■ Provided material:
■ ■ ■ ■ ■ ■ ■
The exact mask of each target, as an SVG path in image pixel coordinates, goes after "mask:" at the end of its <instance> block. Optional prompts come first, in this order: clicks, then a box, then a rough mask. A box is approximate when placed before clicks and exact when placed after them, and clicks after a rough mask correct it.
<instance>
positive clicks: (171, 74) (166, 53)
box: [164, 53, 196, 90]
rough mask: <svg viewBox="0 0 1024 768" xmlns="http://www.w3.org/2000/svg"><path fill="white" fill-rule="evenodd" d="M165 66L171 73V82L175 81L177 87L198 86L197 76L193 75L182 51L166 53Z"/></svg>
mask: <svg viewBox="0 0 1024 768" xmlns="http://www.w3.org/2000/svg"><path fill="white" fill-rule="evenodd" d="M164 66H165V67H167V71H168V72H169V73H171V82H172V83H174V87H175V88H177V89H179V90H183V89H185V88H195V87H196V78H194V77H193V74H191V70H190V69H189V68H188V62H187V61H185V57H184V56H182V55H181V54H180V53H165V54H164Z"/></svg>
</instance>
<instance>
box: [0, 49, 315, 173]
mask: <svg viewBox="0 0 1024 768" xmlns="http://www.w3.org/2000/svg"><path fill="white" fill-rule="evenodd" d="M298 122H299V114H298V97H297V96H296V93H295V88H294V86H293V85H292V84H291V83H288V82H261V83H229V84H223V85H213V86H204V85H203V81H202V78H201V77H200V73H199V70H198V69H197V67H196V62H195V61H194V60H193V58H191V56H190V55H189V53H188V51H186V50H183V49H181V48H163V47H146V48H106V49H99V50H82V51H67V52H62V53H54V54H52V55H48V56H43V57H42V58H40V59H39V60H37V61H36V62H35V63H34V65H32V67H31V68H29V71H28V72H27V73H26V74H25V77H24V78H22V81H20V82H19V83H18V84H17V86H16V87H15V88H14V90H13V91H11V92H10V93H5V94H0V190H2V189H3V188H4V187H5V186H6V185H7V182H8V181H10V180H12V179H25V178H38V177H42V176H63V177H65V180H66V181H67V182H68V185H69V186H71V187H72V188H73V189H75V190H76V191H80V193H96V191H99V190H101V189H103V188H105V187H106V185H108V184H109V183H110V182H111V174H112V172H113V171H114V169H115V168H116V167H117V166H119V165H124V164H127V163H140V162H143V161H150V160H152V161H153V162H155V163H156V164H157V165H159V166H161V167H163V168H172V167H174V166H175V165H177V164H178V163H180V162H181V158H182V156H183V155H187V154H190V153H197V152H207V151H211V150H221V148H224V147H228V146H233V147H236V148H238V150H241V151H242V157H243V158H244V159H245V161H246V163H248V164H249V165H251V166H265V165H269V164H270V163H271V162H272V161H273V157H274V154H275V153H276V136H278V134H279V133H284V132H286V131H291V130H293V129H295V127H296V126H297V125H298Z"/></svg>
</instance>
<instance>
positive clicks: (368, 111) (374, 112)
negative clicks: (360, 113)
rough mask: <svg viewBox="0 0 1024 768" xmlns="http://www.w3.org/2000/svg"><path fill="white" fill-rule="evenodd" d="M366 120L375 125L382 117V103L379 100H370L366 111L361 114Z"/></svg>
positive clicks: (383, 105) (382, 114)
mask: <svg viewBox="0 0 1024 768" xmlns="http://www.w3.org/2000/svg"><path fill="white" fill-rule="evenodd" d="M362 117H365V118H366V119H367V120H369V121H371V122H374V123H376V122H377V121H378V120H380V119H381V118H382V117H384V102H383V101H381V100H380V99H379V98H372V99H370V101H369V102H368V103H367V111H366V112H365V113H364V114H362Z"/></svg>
■ ■ ■ ■ ■ ■ ■
■ Exercise requirements:
All of the records above should be transcribed exactly.

■ Task response:
The exact mask of each target, as an SVG path in image pixel coordinates, goes after "mask:" at the end of its <instance> block. Optional prompts come first, in this order: clicks, then a box, then a rough mask. A box is approximate when placed before clicks and exact when placed after them, and clicks after a rough mask correct it.
<instance>
positive clicks: (171, 74) (166, 53)
box: [164, 53, 196, 90]
rough mask: <svg viewBox="0 0 1024 768" xmlns="http://www.w3.org/2000/svg"><path fill="white" fill-rule="evenodd" d="M165 66L171 73V82L175 81L177 87L198 86L197 76L193 75L182 51L166 53Z"/></svg>
mask: <svg viewBox="0 0 1024 768" xmlns="http://www.w3.org/2000/svg"><path fill="white" fill-rule="evenodd" d="M164 66H165V67H167V71H168V72H169V73H171V82H172V83H174V87H175V88H177V89H179V90H183V89H185V88H195V87H196V78H194V77H193V74H191V70H190V69H189V68H188V62H187V61H185V57H184V56H182V55H181V54H180V53H165V54H164Z"/></svg>
</instance>
<instance>
box: [0, 49, 315, 173]
mask: <svg viewBox="0 0 1024 768" xmlns="http://www.w3.org/2000/svg"><path fill="white" fill-rule="evenodd" d="M298 122H299V114H298V97H297V96H296V93H295V88H294V86H293V85H292V84H291V83H288V82H261V83H229V84H223V85H213V86H204V85H203V81H202V78H201V77H200V73H199V70H198V69H197V67H196V62H195V61H194V60H193V58H191V56H190V55H189V53H188V51H186V50H183V49H181V48H163V47H146V48H106V49H99V50H82V51H67V52H62V53H54V54H52V55H48V56H43V57H42V58H40V59H39V60H37V61H36V62H35V63H34V65H32V67H31V68H29V71H28V72H27V73H26V74H25V77H24V78H22V81H20V82H19V83H18V84H17V86H16V87H15V88H14V90H13V91H11V92H10V93H5V94H0V190H2V189H3V188H4V187H5V186H6V185H7V182H8V181H10V180H12V179H25V178H38V177H42V176H63V177H65V180H66V181H67V182H68V185H69V186H71V187H72V188H73V189H75V190H76V191H80V193H96V191H99V190H101V189H103V188H105V187H106V185H108V184H109V183H110V182H111V174H112V172H113V171H114V169H115V168H116V167H117V166H119V165H124V164H127V163H140V162H143V161H150V160H152V161H153V162H155V163H156V164H157V165H159V166H161V167H163V168H172V167H174V166H175V165H177V164H178V163H180V162H181V158H182V156H183V155H187V154H190V153H197V152H207V151H211V150H221V148H224V147H228V146H233V147H236V148H238V150H241V151H242V157H243V158H244V159H245V161H246V163H248V164H249V165H251V166H265V165H269V164H270V163H271V162H272V161H273V157H274V154H275V153H276V136H278V134H279V133H284V132H286V131H291V130H293V129H295V127H296V126H297V125H298Z"/></svg>
</instance>
<instance>
positive clicks: (368, 111) (374, 112)
negative clicks: (360, 113)
rough mask: <svg viewBox="0 0 1024 768" xmlns="http://www.w3.org/2000/svg"><path fill="white" fill-rule="evenodd" d="M366 120L375 125L382 117V103L379 100H370L366 111L361 114Z"/></svg>
positive clicks: (383, 105) (382, 114)
mask: <svg viewBox="0 0 1024 768" xmlns="http://www.w3.org/2000/svg"><path fill="white" fill-rule="evenodd" d="M362 117H365V118H366V119H367V120H369V121H371V122H374V123H376V122H377V121H378V120H380V119H381V118H382V117H384V102H383V101H381V100H380V99H379V98H372V99H370V101H369V102H368V103H367V111H366V112H365V113H364V114H362Z"/></svg>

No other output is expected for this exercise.